Another difference from the lecture is that the main memory data should be accessed using the mem interface, while the lecture just assumes a combinational read of data.

Exercise 4 (10 Points): Implement the mkPPP module in src/includes/PPP.bsv. We provide a simple test in the unit_test/ppp-test folder. Use make to compile, and use ./simTb to run the test.

Testing the entire memory hierarchy

Since we have constructed each piece of the memory system, we now put them together and test the whole memory hierarchy using the testbench in uint_test/sc-test folder. The test will make use of the "RefDMem refDMem" argument of mkDCache, and we need to add a few calls to methods of refDMem in mkDCache. refDMem is returned by a reference model for coherent memory (mkRefSCMem in src/ref/RefSCMem.bsv), and this model can detect violation of coherence based on the calls of methods of refDMem. RefDMem is defined in src/ref/RefTypes.bsv as follow:

interface RefDMem;
  method Action issue(MemReq req);
  method Action commit(MemReq req, Maybe#(CacheLine) line, Maybe#(MemResp) resp);
endinterface

The issue method should be called for each request in the req method of mkDCache:

method Action req(MemReq r);
  refDMem.issue(r);
  // then process r
endmethod

This will tell the reference model the program order of all requests sent to the D cache.

The commit method should be called when a request finishes processing, i.e. when a Ld request gets load result, or a St request writes to data array in the cache. Below is the introduction to each method argument of commit:

req is the request that is committing (i.e. finishing processing).
line is the original value of the cache line that req is accessing. The cache line here refers to the 64B data block with line address getLineAddr(req.addr). Therefore it does not necessarily refer to the line in the D cache, because D cache may just contain garbage data. Since line is the original value, in case of committing a store request, it should be the value before being modified by the store.

========

CHALLENGES:
• A. Condense the paragraph of the memory hierarchy text that begins "Since we have constructed each piece" into a short bulleted list that keeps its main facts.
• B. Decide whether each statement agrees with the memory hierarchy text, answering yes or no and quoting the words that settle it: (i) The issue method is called in the req method of mkDCache. (ii) The line argument of commit always refers to the line held in the D cache. (iii) The mkPPP test is run with make.
• C. Please duplicate the part of the memory hierarchy text that starts at the words "The commit method" and ends after "(i.e. finishing processing).".

Dataset entries
========

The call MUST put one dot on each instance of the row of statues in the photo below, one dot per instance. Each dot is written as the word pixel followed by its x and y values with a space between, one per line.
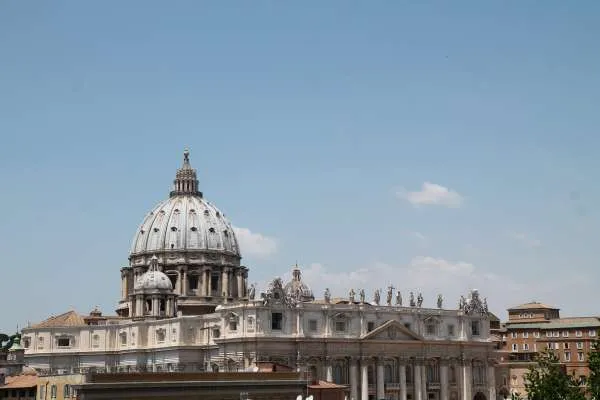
pixel 418 302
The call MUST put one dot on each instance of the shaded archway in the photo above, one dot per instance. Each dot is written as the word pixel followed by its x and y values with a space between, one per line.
pixel 479 396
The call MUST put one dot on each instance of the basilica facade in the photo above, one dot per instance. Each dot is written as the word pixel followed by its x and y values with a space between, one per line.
pixel 186 306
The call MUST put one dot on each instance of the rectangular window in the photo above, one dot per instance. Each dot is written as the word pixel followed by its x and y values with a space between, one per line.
pixel 340 326
pixel 450 330
pixel 276 321
pixel 430 329
pixel 475 328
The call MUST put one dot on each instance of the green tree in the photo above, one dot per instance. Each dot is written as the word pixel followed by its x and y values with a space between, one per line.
pixel 548 380
pixel 593 381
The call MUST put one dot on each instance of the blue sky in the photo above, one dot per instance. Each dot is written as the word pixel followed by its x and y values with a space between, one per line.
pixel 433 146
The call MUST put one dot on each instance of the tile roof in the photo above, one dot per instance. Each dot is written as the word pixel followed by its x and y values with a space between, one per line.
pixel 70 318
pixel 20 382
pixel 532 305
pixel 559 323
pixel 326 385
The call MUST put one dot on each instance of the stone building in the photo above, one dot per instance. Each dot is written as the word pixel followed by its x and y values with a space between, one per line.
pixel 533 327
pixel 186 306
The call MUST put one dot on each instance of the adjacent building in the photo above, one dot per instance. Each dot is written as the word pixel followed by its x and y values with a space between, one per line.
pixel 186 306
pixel 533 327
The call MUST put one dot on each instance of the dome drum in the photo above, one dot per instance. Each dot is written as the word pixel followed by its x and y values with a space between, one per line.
pixel 195 248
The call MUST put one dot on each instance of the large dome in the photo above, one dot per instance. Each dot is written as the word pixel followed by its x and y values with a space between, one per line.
pixel 185 221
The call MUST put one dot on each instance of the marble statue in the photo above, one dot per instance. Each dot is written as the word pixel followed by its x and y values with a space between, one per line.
pixel 399 298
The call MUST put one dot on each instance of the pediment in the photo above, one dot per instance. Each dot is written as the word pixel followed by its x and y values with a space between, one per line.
pixel 392 330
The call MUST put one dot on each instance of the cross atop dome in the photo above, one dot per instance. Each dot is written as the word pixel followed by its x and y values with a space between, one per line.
pixel 186 181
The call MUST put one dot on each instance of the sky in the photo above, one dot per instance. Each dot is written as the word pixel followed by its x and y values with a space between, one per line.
pixel 437 147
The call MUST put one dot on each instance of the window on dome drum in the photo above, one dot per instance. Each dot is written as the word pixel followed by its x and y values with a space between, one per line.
pixel 450 330
pixel 475 328
pixel 276 321
pixel 370 326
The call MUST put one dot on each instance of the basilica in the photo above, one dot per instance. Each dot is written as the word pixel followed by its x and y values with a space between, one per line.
pixel 185 305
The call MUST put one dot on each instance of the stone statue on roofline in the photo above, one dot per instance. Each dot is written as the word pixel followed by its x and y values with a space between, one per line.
pixel 327 295
pixel 377 297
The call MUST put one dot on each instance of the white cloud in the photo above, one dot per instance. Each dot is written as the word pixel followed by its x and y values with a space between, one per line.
pixel 255 244
pixel 526 240
pixel 418 235
pixel 432 194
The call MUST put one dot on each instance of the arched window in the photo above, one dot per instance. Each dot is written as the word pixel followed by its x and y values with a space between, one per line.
pixel 388 374
pixel 337 374
pixel 409 374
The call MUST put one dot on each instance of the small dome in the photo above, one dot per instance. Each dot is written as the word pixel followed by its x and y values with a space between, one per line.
pixel 153 279
pixel 298 289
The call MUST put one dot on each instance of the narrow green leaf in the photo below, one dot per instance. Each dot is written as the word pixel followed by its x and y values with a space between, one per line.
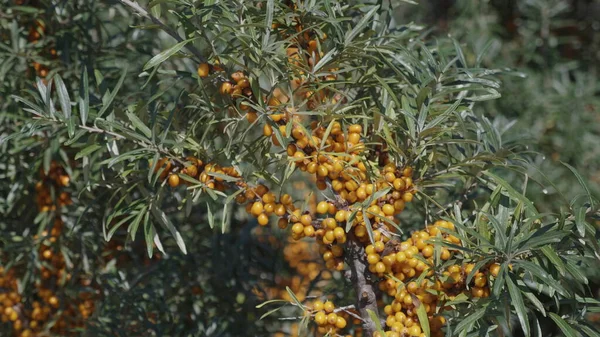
pixel 63 97
pixel 165 54
pixel 516 298
pixel 470 319
pixel 86 151
pixel 581 182
pixel 375 318
pixel 136 222
pixel 165 221
pixel 364 21
pixel 423 320
pixel 294 298
pixel 554 258
pixel 269 302
pixel 113 93
pixel 563 325
pixel 84 96
pixel 211 219
pixel 138 124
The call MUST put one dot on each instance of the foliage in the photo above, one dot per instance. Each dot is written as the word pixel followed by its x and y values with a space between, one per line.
pixel 153 138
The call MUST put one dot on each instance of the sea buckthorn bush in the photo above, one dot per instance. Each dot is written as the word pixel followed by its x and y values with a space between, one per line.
pixel 304 168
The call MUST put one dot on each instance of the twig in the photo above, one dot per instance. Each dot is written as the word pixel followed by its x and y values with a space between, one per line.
pixel 144 13
pixel 365 290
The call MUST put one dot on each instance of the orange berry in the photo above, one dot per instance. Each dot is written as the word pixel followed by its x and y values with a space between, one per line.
pixel 495 269
pixel 203 70
pixel 257 208
pixel 226 88
pixel 173 180
pixel 267 130
pixel 263 219
pixel 323 207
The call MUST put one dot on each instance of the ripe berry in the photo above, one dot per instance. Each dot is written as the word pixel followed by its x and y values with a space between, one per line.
pixel 173 180
pixel 263 219
pixel 495 269
pixel 203 70
pixel 323 207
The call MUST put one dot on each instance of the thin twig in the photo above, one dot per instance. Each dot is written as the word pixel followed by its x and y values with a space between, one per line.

========

THE SOLUTIONS:
• A.
- With every part of the memory system built, the whole hierarchy is tested together using the testbench in the uint_test/sc-test folder.
- The test relies on the "RefDMem refDMem" argument of mkDCache, so a few calls to refDMem methods must be added in mkDCache.
- refDMem is returned by mkRefSCMem in src/ref/RefSCMem.bsv. This is a reference model for coherent memory that detects coherence violations from the calls of refDMem's methods.
- RefDMem is defined in src/ref/RefTypes.bsv.

• B.
(i) Yes: "The issue method should be called for each request in the req method of mkDCache"
(ii) No: "it does not necessarily refer to the line in the D cache"
(iii) No: "use ./simTb to run the test"

• C.
The commit method should be called when a request finishes processing, i.e. when a Ld request gets load result, or a St request writes to data array in the cache. Below is the introduction to each method argument of commit:

req is the request that is committing (i.e. finishing processing).